Selected text:
I’m really jealous of Hartford’s new school superintendent, Steven J. Adamowski.
It’s not just the big bucks and the big staff and the champagne fountain in his office that make me wish that I were him.
No, the really cool thing was that he received an exemption from having to take the state-required competency exam to make sure that he could read and write and spell and add and subtract and stuff.
You just can’t waltz into town and be a school superintendent in Connecticut. If you can’t spell “pedagogy” and prove that you can increase an annual school budget with a double-digit percentage that you can figure out on the back of an envelope, you don’t get the job.
So, this guy Adamowski rides into town without so much as a number-two pencil to fill in the test answers — and the city panics. What if the guy can’t pass the test?
So, the General Assembly gave him a pass, for a job that he is not really certified, notarized or sanitized to hold. No testing for Superintendent Adamowski.
I’m not really worried about the school system being led by someone who might not be able to read academic research on education. No one can read that stuff — and it’s a good thing.
No, I’m simply jealous. Do you have any idea what you have to go through to be a columnist at the Hartford Business Journal? No free pass from the Board of Directors of the Business Journal Holding Co. of the Cayman Islands. No special dispensation from a friendly state legislator. Nope, if you want to be a columnist here, you have to pass the test.
As you might expect, the test has a “spelling” section, which goes a long way toward explaining why there aren’t more columnists in the Hartford Business Journal. A few examples:
Q: How do you spell the name of Hartford’s famous art museum — the oldest art museum in American that no one has ever spelled correctly?
A: No one really knows. You have to drive by the place and stare at the sign. It’s “Anthaneuuumh” or something like that.
Q: How do you spell the name of the graduate school campus in Hartford that is affiliated with a well-known engineering school in New York, with sort of the same name?
A: Isn’t this an English-language paper? I don’t know; it’s some sort of Dutch thing. Maybe, like, “Rensuleahr.”
Q: Hartford has a “Landing.” How do you spell the name of the Landing?
A: Well, why don’t we just move to The Netherlands and wear wooden shoes and stuff? Her name is “Aeeedrionne” or something.

Work task 1:
In the superintendent column, what did the General Assembly excuse Steven J. Adamowski from taking?
Work task 2:
Pick up the superintendent column right after its final sentence and keep going in the same joking voice.
The lines have nothing to do with the superintendent column.

Raw data:
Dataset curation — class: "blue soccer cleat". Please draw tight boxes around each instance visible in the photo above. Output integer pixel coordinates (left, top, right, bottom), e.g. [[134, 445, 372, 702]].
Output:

Answer box 1:
The state-required competency exam.

Answer box 2:
There is also a geography quiz on the test. For instance, here is one question from the “true-false” section:
Q: True or False – If Bloomfield Avenue takes you to Bloomfield, Conn.; and Wethersfield Avenue takes you to Wethersfield, Conn.; then does Franklin Avenue take you to Franklin, Conn.?
A: That’s a trick question. Franklin Avenue is in Italy.
In the rare instance that the test thus far hasn’t disqualified everyone but Cohen from being a Business Journal columnist, there is a math section guaranteed to trip up most writers who, if they knew any math, would calculate their hourly wage and choose instead to be a school superintendent.
Q: If the Hartford parking meters charge 25 cents for 10 minutes of parking; and you are a suburbanite conditioned to assume that parking is sort of free, how many bags of quarters will you need to spend a little time in the city?
A: I don’t know. I’m in Manchester, parking for free at one of the 873 shopping malls.
And finally, there is a “biology” chapter of the exam. You might think that peculiar for a business newspaper, but that’s the point: The editor is screening out whiners and crybabies.
Q: If the Convention Center bone is connected to the Front Street development bone; and the Front Street bone is connected to the science museum bone, and the museum bone is connected to the vacant apartment and condo bone, do you still hear the word of the Lord?
A: You hear the word of the marketplace, saying “stop it, stop it, stop it.”
Laurence D. Cohen is a freelance writer.